PROMPT: Copy the records below line for line, changing nothing, but leave out the pictures.

RECORDS PROVIDED:
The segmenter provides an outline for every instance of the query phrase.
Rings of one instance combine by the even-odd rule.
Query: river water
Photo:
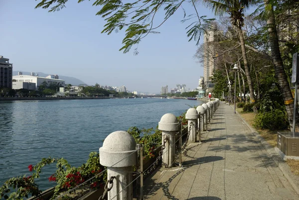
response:
[[[30,175],[28,166],[42,158],[63,157],[79,167],[111,133],[154,128],[164,114],[178,116],[202,103],[158,98],[0,101],[0,187],[12,177]],[[47,178],[54,165],[43,170],[37,181],[42,190],[53,186]]]

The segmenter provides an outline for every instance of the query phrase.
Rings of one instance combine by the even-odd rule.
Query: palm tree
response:
[[[288,118],[291,128],[293,128],[293,115],[295,112],[296,115],[296,131],[299,130],[299,115],[297,109],[294,110],[294,100],[290,88],[290,85],[287,78],[287,75],[284,67],[284,63],[279,49],[278,41],[278,35],[277,29],[276,28],[276,21],[274,14],[274,9],[272,4],[270,3],[269,0],[264,0],[266,15],[267,17],[267,23],[268,25],[268,31],[269,34],[269,41],[271,48],[271,57],[272,62],[274,65],[275,75],[277,77],[279,89],[281,91],[285,105],[286,110],[288,114]]]
[[[204,0],[214,12],[216,16],[223,16],[224,13],[230,15],[232,24],[235,26],[238,30],[238,34],[240,39],[243,59],[245,69],[245,74],[247,78],[247,82],[249,86],[250,94],[250,103],[253,103],[254,93],[252,87],[252,82],[250,71],[247,62],[247,56],[245,49],[245,43],[242,27],[244,25],[244,11],[251,5],[254,3],[254,0]]]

RESULT OF THIS TASK:
The segmenter provides an outline for every instance of the query phrase.
Rings of one instance combine by the even-odd rule.
Query: river water
Photo:
response:
[[[30,175],[28,166],[42,158],[63,157],[79,167],[111,133],[154,128],[164,114],[178,116],[202,103],[158,98],[0,101],[0,187],[12,177]],[[47,178],[54,165],[43,170],[37,181],[42,190],[53,186]]]

The segmenter provides an outline for every instance of the query phrase.
Rings of one instance combine by the even-odd rule.
Query: palm tree
response:
[[[288,118],[291,128],[293,128],[293,115],[295,112],[296,115],[296,131],[299,130],[299,115],[297,109],[294,110],[294,100],[290,88],[290,85],[287,78],[287,75],[284,67],[284,63],[279,49],[278,41],[278,35],[277,29],[276,28],[276,21],[274,14],[274,9],[272,4],[270,3],[269,0],[264,0],[266,15],[267,17],[267,23],[268,25],[268,31],[269,34],[269,41],[271,48],[271,57],[272,62],[274,65],[275,75],[277,77],[279,89],[281,91],[285,105],[286,110],[288,114]]]
[[[204,0],[214,12],[216,16],[223,16],[224,13],[230,15],[232,24],[235,26],[238,30],[238,34],[240,39],[243,59],[245,69],[245,74],[247,78],[247,82],[249,86],[250,94],[250,103],[253,103],[254,93],[252,87],[252,82],[250,71],[247,62],[247,56],[245,49],[245,43],[242,27],[244,25],[244,11],[251,5],[254,3],[254,0]]]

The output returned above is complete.